(WRITTEN PROBLEM):
Count the lines of the material below that contain the string "sedan", matching case exactly. Give only the number.

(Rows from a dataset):
========================================
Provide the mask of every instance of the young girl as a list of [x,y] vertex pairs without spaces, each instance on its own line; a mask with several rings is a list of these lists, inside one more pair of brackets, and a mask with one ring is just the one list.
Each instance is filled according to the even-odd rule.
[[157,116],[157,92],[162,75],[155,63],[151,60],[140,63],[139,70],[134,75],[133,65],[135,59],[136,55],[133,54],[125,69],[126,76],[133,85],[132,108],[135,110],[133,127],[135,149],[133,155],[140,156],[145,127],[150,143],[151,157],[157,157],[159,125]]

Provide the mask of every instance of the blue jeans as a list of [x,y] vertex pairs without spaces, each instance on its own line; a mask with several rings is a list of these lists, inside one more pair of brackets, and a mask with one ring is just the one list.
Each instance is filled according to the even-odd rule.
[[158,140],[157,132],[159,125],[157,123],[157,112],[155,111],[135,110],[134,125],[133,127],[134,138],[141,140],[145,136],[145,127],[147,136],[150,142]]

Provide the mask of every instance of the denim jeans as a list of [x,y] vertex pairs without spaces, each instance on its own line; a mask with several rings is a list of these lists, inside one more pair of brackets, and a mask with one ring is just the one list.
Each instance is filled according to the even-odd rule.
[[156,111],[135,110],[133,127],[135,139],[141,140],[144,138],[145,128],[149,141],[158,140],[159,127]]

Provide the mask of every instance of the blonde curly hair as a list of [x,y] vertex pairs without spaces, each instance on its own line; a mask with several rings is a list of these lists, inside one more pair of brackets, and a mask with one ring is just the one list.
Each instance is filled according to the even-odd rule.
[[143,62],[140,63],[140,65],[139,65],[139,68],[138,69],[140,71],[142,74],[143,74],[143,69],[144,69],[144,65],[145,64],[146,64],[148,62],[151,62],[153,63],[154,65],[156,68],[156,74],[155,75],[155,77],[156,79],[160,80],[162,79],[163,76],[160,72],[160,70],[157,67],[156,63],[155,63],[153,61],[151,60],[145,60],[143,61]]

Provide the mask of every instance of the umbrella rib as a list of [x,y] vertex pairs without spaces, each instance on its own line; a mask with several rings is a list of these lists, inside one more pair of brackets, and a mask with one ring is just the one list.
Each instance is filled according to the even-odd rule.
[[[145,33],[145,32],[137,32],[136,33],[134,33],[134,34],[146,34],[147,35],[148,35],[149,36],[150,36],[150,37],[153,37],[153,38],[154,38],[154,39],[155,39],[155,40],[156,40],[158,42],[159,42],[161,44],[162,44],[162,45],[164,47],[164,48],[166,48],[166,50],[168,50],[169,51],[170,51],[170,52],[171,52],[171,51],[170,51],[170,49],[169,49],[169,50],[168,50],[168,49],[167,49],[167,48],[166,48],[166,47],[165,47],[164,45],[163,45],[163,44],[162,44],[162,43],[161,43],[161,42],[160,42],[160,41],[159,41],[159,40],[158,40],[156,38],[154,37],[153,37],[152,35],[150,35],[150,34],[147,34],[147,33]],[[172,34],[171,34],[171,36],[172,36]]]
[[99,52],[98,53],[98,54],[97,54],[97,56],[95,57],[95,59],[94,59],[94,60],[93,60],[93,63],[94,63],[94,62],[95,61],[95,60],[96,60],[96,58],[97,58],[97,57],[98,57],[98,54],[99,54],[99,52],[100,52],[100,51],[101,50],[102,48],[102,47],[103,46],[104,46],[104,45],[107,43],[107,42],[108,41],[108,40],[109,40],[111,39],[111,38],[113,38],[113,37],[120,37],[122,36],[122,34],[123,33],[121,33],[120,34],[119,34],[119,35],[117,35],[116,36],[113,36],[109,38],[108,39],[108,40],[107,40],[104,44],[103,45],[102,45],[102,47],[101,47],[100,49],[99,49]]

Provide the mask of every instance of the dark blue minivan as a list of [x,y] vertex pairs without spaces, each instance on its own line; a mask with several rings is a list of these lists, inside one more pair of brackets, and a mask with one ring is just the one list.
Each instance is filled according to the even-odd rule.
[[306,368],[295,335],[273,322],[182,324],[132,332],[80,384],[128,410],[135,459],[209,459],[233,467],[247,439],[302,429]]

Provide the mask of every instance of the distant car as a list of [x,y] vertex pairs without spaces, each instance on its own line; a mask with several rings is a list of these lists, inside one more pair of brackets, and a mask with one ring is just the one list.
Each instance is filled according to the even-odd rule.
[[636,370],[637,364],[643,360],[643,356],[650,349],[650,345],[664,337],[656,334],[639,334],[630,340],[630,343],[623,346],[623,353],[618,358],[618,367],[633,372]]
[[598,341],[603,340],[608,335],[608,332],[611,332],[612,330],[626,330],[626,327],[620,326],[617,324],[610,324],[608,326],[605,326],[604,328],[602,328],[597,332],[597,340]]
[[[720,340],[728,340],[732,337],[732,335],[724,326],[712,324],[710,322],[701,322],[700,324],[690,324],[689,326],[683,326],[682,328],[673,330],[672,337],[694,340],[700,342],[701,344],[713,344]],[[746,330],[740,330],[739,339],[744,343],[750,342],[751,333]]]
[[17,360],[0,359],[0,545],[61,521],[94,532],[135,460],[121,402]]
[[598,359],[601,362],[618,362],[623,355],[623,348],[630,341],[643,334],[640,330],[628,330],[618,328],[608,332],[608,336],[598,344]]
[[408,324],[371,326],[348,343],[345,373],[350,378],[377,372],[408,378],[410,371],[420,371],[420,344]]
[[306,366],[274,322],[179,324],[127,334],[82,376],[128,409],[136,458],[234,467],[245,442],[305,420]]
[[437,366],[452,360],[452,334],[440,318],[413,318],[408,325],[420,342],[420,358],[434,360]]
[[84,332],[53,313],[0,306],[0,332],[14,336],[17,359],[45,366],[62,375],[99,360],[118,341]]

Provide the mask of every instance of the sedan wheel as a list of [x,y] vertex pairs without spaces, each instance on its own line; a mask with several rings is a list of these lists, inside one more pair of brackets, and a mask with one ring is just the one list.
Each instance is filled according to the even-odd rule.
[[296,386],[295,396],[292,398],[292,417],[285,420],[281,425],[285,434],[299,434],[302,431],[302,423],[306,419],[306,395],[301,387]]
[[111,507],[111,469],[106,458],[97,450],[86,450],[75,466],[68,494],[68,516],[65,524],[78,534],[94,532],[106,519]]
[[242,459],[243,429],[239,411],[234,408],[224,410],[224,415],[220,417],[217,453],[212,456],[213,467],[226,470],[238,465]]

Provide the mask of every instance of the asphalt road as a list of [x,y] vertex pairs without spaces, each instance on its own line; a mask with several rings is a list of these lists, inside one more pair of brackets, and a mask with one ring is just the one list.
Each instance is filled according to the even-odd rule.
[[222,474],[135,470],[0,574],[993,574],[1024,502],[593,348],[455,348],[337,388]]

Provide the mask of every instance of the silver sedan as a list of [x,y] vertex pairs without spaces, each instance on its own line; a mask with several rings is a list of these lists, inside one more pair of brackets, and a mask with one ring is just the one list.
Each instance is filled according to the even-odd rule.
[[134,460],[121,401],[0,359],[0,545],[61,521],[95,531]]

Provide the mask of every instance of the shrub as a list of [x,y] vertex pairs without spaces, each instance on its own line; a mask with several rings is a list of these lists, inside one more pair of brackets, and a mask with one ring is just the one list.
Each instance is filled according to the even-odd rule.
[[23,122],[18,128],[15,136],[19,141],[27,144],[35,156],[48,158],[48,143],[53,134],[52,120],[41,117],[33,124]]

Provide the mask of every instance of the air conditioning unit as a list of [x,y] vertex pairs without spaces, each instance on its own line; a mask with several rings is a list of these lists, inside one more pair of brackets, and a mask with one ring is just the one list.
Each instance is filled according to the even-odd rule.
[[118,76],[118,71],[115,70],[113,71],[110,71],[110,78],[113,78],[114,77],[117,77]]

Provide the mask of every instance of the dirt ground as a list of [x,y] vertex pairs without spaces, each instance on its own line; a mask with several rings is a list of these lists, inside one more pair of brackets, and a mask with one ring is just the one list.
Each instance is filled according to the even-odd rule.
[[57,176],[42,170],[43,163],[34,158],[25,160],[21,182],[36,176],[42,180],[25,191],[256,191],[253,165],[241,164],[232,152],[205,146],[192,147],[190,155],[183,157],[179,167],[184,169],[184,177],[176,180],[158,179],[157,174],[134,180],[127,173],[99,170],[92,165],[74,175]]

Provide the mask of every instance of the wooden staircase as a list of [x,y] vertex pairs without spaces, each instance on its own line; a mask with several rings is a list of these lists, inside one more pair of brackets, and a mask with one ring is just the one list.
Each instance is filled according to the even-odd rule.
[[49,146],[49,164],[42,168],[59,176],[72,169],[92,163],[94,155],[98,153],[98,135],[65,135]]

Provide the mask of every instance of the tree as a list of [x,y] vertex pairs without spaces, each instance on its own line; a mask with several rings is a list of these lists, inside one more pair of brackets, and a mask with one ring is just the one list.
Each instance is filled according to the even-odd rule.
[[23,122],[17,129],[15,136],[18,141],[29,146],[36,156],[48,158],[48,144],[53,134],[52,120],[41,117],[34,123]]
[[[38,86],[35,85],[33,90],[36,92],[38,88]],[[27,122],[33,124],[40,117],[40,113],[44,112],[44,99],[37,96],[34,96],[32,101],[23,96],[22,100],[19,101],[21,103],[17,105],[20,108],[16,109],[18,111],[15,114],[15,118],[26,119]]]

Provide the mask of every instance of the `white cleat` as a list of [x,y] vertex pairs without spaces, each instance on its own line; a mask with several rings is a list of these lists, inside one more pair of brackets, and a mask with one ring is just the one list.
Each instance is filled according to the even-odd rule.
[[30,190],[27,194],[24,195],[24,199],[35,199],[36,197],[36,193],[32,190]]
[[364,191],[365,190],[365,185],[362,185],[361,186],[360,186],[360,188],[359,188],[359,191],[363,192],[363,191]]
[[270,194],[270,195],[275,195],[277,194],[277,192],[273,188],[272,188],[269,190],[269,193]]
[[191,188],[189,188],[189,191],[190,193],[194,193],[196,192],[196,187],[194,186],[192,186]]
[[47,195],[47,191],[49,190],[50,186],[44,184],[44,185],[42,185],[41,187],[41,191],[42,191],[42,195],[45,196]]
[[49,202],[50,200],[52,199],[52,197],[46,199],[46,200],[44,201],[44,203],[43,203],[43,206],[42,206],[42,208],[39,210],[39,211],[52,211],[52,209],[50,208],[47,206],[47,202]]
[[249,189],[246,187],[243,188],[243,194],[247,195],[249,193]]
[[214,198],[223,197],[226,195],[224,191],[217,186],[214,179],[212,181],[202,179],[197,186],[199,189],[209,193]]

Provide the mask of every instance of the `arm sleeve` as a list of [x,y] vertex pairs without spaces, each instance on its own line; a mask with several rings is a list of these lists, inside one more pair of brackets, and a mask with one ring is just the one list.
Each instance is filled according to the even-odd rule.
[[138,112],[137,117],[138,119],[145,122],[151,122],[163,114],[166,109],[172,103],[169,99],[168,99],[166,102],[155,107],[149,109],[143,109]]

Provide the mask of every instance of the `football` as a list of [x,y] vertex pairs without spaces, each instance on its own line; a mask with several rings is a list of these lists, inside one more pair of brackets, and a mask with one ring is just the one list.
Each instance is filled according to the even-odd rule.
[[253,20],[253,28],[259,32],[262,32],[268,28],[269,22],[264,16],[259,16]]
========================================
(FINAL RESULT):
2